• _TRY IT_
For each line below that contains the word "lemur", make a copy.

• _DATA TO USE_
* * * * * * *
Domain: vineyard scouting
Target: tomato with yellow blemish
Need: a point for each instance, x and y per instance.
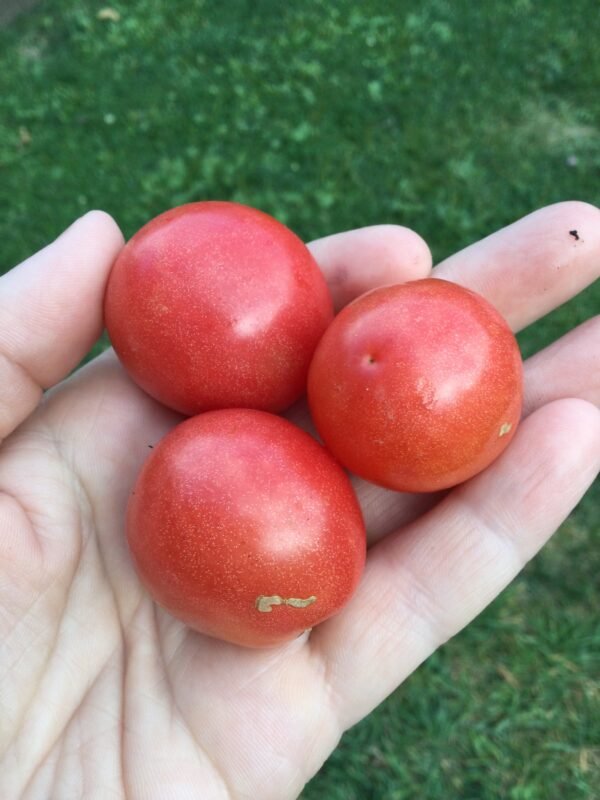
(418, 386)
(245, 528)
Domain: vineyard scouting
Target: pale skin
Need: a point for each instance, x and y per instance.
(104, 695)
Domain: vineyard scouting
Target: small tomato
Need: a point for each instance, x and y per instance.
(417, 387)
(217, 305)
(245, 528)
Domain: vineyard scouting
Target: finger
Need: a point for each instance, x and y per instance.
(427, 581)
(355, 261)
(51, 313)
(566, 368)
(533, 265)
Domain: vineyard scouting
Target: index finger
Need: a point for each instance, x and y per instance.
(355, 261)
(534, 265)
* * * * * * *
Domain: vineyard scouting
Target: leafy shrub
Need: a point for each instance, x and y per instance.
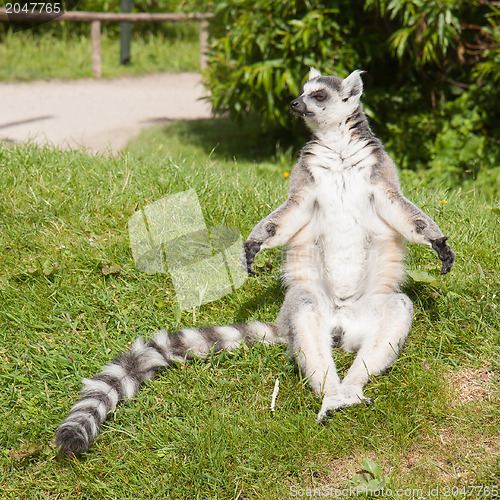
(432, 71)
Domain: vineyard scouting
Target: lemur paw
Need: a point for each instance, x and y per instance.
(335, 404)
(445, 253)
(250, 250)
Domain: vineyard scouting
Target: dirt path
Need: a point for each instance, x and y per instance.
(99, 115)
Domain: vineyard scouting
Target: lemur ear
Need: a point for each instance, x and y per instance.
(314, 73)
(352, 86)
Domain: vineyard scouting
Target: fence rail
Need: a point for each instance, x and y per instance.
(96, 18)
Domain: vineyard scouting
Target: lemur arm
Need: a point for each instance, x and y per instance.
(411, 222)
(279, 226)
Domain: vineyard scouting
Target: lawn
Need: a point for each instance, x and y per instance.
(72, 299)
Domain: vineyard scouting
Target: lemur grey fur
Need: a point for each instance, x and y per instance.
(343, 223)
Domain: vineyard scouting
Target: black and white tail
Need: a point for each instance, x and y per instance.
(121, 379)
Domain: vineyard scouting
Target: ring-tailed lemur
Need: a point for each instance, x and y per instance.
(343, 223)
* * * * * * *
• _PROBLEM SOLUTION_
Target: lemur paw
Target: lemur ear
Target: lemur arm
Target: lemur grey fur
Target: ring-tailed lemur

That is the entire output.